Texto de origem:
※
Exemplos que mostram a rápida perda de recursos naturais e de qualidade de vida numa região sem governança e sob efeito de grandes obras de infra-estrutura são abundantes. Com a fiscalização ainda inoperante, em 2001, o anúncio de asfaltamento da BR 163 atraiu sojicultores de outras regiões. Em 2003, o desmatamento ao longo da rodovia aumentou mais de 150%. A área perdida nesse ano foi equivalente a 76 campos de futebol por dia.

Cenários de sustentabilidade – Pesquisas comprovam como a governança é essencial para garantir a sustentabilidade. Na comparação de cenários com e sem governança na Amazônia, pesquisadores mostram que as perdas florestais caem no primeiro caso, enquanto sobem no segundo. Outros estudos também demonstram a relação direta entre a geração de emprego e renda e manutenção dos estoques de recursos naturais com resultados positivos ou negativos conforme a situação de governança regional.

Na opinião de Prado, a solução passa pelo reconhecimento de experiências de vanguarda, como o Plano BR 163 Sustentável, cuja base do planejamento regional é a participação da sociedade e a prevenção dos impactos sociais e ambientais. “Pelas lições aprendidas, o Brasil está em condições de aprimorar o desenvolvimento pretendido, revertendo o modelo convencional, que coloca a biodiversidade e as populações tradicionais como empecilhos ao desenvolvimento econômico”, frisa. Na prática, a metodologia segue ignorada. Todas as pavimentações na região Amazônica, anunciadas depois da BR 163, ainda desconsideram esses princípios e não possuem um plano de desenvolvimento sustentável.
※
Tarefa:
Segundo o texto sobre a BR 163, quanto aumentou o desmatamento ao longo da rodovia em 2003? A listagem vem de outra fonte, sem relação com o texto.

Material de origem:
※
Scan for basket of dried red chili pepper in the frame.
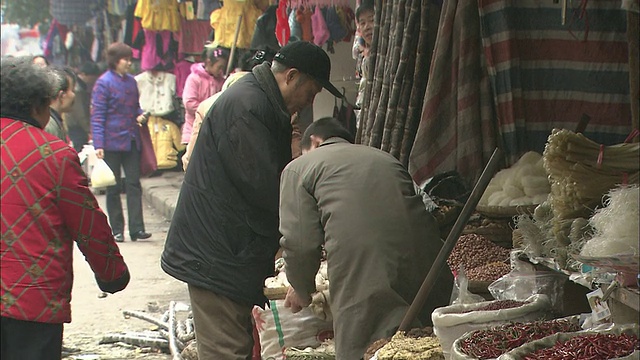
※
Resposta:
Aumentou mais de 150%.